── Reading text ──
DEBRIS MITIGATION AND ATMOSPHERIC DEORBITING ANALYSIS FOR LUNAR L2 NRHO DEPARTING SPACECRAFT

In recent decades, there has been a desire to establish permanent human settlements on the Moon, leading to the proposal and development of the Lunar Orbital Platform-Gateway, the first cislunar orbital laboratory, stationed on a L2 Near Rectilinear Halo Orbit. This study will result in a significant increase in the number of spacecraft in the cislunar space in the near future. To comply with new space debris regulations, e.g. the recent FCC 5-year deorbit rule to avoid the pollution of cislunar space, proper disposal of spacecraft in such region of space is necessary and advisable. However, most past missions have been directed to impact the lunar surface, which may not be a sustainable long-term solution. Therefore, this paper aims to propose an alternative strategy for debris mitigation of satellites, which involves transferring them from NRHO to Low-Earth Orbits and performing a controlled re-entry. The departure location is the reference LOP-G orbit, designed on an Earth-Moon Lagragian Point L2 southern NRHO with 9:2 synodic resonance, computed using a Circular Restricted Three-Body dynamic model. The complete family of Halo Orbits starting from the Lyapunov planar bifurcation, up to the 9:2 NRHO was obtained via Differential Corrector strategies and single-shooting methods. Then, through the implementation of a genetic algorithm as an optimisation method, the instability of the NRHO orbit was exploited to perform a lunar fly-by and conclude the re-entry to LEO orbit with a second impulse. The analysis is completed by evaluating end-of-life disposal strategies via a direct de-orbiting controlled re-entry from such Earth’s target orbit. Current directives require the risk of causality on the ground to be lower than 1 in 10,000. The main goal of the re-entry analysis is to perform simulations using the ESA DRAMA software to determine the on-ground risk caused by surviving fragments from spacecraft re-entering the Earth’s atmosphere. These analyses were conducted with different inputs (solar activity, apogee, targeted perigee, assumed break-up altitude) to assess the variability of the impact footprint of all surviving fragments for different initial parameters. The target area for re-entry is the uninhabited South Pacific Ocean, and the spacecraft is modelled using the Cross Section of Complex Bodies (CROC) tool.
───
── Data ──
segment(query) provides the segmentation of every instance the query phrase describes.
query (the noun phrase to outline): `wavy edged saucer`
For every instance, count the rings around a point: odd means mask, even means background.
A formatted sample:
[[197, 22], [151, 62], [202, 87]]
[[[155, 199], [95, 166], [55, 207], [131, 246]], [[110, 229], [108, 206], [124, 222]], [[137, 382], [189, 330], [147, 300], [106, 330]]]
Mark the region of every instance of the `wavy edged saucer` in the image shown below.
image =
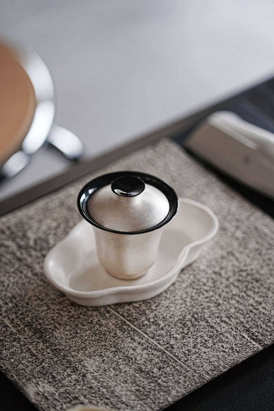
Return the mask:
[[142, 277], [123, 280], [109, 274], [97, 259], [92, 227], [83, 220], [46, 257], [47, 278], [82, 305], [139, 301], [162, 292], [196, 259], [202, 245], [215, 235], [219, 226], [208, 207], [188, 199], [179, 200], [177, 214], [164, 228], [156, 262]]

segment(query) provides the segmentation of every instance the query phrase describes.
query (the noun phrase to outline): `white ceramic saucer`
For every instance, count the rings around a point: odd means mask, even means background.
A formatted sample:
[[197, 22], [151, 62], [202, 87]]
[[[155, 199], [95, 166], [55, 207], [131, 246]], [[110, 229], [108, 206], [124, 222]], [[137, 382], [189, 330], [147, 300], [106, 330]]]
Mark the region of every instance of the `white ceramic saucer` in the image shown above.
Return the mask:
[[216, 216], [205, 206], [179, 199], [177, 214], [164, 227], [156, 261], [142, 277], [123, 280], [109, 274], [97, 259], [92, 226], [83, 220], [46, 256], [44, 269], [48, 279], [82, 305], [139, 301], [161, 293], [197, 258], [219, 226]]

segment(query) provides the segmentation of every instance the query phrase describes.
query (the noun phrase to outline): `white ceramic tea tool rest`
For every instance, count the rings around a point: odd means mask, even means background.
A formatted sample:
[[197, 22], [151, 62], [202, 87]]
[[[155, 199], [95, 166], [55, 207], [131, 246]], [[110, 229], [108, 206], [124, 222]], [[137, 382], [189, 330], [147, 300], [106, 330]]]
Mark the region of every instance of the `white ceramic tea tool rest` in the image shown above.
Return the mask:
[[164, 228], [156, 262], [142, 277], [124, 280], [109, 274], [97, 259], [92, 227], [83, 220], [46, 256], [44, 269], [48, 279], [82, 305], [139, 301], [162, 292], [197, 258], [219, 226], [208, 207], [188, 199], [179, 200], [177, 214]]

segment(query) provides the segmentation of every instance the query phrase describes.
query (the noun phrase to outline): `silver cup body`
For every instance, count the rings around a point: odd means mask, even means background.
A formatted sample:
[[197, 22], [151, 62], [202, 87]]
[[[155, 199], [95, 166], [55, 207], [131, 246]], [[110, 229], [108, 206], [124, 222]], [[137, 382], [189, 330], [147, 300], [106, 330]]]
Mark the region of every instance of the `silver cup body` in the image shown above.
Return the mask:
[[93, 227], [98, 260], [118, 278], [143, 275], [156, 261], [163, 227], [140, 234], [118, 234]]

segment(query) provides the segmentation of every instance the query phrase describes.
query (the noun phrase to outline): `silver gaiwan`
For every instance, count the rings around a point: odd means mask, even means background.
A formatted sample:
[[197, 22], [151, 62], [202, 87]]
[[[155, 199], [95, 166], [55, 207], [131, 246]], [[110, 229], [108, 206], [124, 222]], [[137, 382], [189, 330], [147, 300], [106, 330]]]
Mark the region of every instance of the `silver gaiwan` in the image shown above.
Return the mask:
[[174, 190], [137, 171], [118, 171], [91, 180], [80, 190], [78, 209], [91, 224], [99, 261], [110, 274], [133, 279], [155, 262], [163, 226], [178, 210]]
───
── Data ──
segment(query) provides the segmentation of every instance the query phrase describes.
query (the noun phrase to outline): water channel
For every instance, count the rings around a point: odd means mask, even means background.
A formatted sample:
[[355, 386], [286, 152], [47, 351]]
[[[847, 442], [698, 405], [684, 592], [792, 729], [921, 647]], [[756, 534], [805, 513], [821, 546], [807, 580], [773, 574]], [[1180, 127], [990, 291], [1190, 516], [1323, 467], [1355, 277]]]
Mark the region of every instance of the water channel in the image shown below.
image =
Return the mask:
───
## Exercise requirements
Using the debris mitigation abstract, explain in one to three sentences why the paper proposes transferring satellites from NRHO to Low-Earth Orbits for a controlled re-entry. The saved data entries are not needed.

## Written solution
Spacecraft in cislunar space need proper disposal to comply with new space debris regulations, such as the FCC 5-year deorbit rule, and to avoid polluting that region. Most past missions were directed to impact the lunar surface, which may not be a sustainable long-term solution, so the paper offers an alternative.